The DIOME dataset is stored at OpARA (Open Access Repository and Archive, https://doi.org/10.25532/OPARA-279)16 and accessible without prior registration. The data folder structure is shown in Fig. 4. 43 sub-folders for 43 OCT middle ear samples compose the first layer. Within each sample folder, three items are listed: a metadata YAML file describing the basic information of the current sample, e.g. if it is a left or right ear, and OCT measurement settings, as well as an OCT image volume in the format of NRRD, and an annotation folder containing all annotation-related items. Within each annotation folder, three NRRD files represent the segmentation results from three raters, and their merged results are saved under the folder next to them. Since the landmarks come along with the merged segmentation, a folder named “landmarks" is placed next to it, which contains six JSON files for the sparse landmarks.

Fig. 4: Folder structure of the dataset.
figure 4

From top to lowest level: 1) dataset folder. 2) sample numbers. 3) sample data. 4) segmentation data. 5) merged segmentation and corresponding landmarks. 6) landmarks data.

WHAT YOU WILL DO:
1. According to the DIOME dataset description, how many JSON files does the "landmarks" folder contain?
2. From the DIOME dataset description, extract word for word the part that opens with the words containing "Fig. 4: Folder" and closes with "6) landmarks data.".

EXERCISE DATA:
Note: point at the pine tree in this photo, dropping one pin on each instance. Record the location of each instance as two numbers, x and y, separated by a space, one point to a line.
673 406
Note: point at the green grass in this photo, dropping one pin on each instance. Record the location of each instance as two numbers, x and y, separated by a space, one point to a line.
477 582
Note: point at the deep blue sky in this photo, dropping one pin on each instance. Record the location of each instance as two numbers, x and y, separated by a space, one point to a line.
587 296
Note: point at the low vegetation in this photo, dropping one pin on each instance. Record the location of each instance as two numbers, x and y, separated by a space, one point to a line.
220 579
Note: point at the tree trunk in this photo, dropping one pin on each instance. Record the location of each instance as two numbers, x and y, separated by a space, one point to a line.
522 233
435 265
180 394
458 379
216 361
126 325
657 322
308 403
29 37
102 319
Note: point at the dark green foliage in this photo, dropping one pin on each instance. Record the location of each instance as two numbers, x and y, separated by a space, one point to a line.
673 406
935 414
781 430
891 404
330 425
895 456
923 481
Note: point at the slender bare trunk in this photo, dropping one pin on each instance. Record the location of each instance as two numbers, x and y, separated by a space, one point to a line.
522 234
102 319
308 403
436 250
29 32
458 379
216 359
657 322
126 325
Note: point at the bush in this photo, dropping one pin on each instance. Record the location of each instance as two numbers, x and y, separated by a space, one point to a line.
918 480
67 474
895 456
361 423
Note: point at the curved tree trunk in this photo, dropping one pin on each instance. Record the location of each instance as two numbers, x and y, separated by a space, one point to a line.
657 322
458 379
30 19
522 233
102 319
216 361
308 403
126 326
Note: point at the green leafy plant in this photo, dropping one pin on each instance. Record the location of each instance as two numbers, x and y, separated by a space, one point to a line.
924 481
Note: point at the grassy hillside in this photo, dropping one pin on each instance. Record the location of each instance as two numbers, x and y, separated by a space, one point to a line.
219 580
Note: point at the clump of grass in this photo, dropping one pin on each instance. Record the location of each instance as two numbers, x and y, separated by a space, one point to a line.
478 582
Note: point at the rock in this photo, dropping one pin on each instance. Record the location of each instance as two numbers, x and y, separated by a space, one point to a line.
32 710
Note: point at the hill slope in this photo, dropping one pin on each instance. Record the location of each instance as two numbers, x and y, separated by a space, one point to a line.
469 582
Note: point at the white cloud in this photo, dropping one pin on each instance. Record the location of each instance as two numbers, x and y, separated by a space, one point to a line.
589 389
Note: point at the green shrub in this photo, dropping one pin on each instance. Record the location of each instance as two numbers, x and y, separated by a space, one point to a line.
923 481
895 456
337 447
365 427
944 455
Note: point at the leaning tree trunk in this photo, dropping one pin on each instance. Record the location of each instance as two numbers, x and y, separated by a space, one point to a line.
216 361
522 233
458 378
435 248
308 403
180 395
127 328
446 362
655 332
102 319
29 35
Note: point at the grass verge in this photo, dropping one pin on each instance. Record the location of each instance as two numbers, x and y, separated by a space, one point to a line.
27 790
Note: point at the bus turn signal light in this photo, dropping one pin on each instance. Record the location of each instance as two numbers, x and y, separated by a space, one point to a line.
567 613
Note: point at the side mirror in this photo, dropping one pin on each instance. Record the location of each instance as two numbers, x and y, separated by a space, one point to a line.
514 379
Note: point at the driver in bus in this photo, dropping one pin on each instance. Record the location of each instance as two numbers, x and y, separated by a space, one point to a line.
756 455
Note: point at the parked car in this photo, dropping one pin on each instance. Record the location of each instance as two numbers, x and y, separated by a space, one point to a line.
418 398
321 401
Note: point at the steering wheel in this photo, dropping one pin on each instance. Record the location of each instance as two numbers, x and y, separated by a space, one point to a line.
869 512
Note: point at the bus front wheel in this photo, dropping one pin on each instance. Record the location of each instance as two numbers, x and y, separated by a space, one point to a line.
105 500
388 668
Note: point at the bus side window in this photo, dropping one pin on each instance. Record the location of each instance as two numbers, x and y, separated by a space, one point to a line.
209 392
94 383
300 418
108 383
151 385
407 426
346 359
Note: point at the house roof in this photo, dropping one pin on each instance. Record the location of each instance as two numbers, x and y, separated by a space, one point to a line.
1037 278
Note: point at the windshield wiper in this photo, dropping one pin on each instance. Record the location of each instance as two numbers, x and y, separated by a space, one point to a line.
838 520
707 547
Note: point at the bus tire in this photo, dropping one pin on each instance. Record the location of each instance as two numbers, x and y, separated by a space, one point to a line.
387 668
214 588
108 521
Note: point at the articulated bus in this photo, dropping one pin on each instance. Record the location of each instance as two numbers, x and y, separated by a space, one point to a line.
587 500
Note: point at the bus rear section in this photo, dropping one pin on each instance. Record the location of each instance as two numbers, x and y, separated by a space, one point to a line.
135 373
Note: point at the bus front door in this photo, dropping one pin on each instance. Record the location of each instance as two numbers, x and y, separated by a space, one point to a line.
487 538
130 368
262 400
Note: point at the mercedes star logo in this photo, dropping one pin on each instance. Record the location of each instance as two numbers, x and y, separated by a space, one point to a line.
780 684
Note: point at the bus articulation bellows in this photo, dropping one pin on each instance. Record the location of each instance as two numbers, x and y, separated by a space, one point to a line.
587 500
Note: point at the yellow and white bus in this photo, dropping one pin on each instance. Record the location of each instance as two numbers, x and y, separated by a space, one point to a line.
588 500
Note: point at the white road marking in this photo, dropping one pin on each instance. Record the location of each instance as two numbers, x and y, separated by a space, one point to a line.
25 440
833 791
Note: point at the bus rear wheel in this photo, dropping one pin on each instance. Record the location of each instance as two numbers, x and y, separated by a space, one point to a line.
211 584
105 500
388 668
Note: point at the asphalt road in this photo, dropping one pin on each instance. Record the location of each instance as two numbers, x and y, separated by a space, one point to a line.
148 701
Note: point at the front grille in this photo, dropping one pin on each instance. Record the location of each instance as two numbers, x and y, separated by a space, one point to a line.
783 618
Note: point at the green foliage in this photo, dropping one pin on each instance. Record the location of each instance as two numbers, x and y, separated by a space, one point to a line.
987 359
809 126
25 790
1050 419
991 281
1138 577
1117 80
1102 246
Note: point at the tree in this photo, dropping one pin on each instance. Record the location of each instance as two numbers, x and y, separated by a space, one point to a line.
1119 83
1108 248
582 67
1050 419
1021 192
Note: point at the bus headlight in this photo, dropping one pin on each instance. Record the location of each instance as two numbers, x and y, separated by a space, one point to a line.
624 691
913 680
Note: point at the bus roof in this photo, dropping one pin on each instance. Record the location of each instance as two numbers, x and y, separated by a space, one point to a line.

SOLUTIONS TO THE TASKS:
1. Six JSON files.

2.
Fig. 4: Folder structure of the dataset.
figure 4

From top to lowest level: 1) dataset folder. 2) sample numbers. 3) sample data. 4) segmentation data. 5) merged segmentation and corresponding landmarks. 6) landmarks data.